Records to process —
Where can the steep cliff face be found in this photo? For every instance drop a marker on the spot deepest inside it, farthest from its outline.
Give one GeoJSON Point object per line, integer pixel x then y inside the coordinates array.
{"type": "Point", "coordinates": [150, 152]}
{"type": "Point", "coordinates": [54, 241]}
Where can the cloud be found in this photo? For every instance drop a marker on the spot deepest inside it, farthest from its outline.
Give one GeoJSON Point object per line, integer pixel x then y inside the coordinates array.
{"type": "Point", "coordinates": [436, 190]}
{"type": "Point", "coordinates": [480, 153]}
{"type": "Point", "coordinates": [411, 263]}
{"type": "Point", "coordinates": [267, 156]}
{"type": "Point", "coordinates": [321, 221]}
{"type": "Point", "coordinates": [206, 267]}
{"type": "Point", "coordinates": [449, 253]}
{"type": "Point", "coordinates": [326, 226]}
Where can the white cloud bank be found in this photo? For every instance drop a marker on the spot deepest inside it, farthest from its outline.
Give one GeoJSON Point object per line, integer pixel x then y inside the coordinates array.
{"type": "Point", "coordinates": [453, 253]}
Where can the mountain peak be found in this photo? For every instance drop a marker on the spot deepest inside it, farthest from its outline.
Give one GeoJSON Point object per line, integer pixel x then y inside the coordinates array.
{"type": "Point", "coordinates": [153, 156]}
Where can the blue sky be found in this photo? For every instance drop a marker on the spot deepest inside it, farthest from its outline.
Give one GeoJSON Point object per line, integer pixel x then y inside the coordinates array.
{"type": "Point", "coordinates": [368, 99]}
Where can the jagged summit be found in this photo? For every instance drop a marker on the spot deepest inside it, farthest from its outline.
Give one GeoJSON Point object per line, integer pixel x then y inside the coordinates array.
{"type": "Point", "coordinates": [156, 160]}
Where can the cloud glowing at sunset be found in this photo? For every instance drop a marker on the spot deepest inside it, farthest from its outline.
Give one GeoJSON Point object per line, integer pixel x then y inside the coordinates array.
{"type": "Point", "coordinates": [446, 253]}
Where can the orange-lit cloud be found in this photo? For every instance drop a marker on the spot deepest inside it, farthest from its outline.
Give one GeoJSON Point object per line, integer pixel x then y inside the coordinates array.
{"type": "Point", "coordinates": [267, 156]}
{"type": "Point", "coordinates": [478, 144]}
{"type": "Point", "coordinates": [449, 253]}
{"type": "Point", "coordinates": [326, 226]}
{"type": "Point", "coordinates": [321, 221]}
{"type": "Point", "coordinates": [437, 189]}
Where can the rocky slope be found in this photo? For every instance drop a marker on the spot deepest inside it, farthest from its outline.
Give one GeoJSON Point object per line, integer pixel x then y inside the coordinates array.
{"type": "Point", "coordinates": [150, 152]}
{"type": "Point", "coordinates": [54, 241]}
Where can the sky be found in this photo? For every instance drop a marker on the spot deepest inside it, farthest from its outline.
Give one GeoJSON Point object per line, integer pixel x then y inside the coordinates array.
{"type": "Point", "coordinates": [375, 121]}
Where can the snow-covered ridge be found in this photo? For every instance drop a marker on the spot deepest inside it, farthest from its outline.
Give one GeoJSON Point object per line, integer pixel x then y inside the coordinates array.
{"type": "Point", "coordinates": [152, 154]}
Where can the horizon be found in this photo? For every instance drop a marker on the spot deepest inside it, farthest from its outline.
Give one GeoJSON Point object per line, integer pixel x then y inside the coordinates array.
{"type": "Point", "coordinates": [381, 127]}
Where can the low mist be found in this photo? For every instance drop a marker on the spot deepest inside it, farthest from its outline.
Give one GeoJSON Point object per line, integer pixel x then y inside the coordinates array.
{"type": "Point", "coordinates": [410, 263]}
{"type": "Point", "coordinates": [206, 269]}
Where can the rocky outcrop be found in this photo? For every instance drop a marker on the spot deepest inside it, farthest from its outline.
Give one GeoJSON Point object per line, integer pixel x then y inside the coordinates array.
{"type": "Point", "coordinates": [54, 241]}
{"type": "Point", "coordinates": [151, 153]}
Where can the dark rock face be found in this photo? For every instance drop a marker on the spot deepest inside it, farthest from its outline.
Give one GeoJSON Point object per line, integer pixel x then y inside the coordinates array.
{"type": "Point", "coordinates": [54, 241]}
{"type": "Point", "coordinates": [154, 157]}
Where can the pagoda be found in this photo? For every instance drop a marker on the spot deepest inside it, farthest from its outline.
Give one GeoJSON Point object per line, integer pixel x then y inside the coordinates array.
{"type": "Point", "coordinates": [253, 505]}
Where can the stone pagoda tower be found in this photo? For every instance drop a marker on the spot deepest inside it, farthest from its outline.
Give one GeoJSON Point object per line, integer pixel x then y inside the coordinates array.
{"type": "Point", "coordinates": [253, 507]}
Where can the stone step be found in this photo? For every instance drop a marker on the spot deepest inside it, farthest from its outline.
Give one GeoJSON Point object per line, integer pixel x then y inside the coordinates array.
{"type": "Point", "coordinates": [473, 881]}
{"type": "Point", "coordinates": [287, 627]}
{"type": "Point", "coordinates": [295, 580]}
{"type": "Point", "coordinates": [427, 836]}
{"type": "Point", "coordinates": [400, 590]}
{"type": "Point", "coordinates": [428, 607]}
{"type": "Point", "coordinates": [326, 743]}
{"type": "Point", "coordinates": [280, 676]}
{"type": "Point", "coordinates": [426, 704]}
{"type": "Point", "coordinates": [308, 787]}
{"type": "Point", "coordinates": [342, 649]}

The request — Each line from the one containing "Where can the stone step" to the final line of the entries above must be returned exactly, and no other line may appear.

Correct answer —
Where can the stone step be found in this photo? For every instance drop a marker on the spot deepest inside it, farthest from its outline.
Give one GeoJSON Point object per line, integer pixel x then y inside the coordinates array.
{"type": "Point", "coordinates": [473, 881]}
{"type": "Point", "coordinates": [287, 627]}
{"type": "Point", "coordinates": [295, 580]}
{"type": "Point", "coordinates": [427, 836]}
{"type": "Point", "coordinates": [400, 590]}
{"type": "Point", "coordinates": [428, 607]}
{"type": "Point", "coordinates": [326, 743]}
{"type": "Point", "coordinates": [280, 676]}
{"type": "Point", "coordinates": [426, 704]}
{"type": "Point", "coordinates": [308, 787]}
{"type": "Point", "coordinates": [342, 649]}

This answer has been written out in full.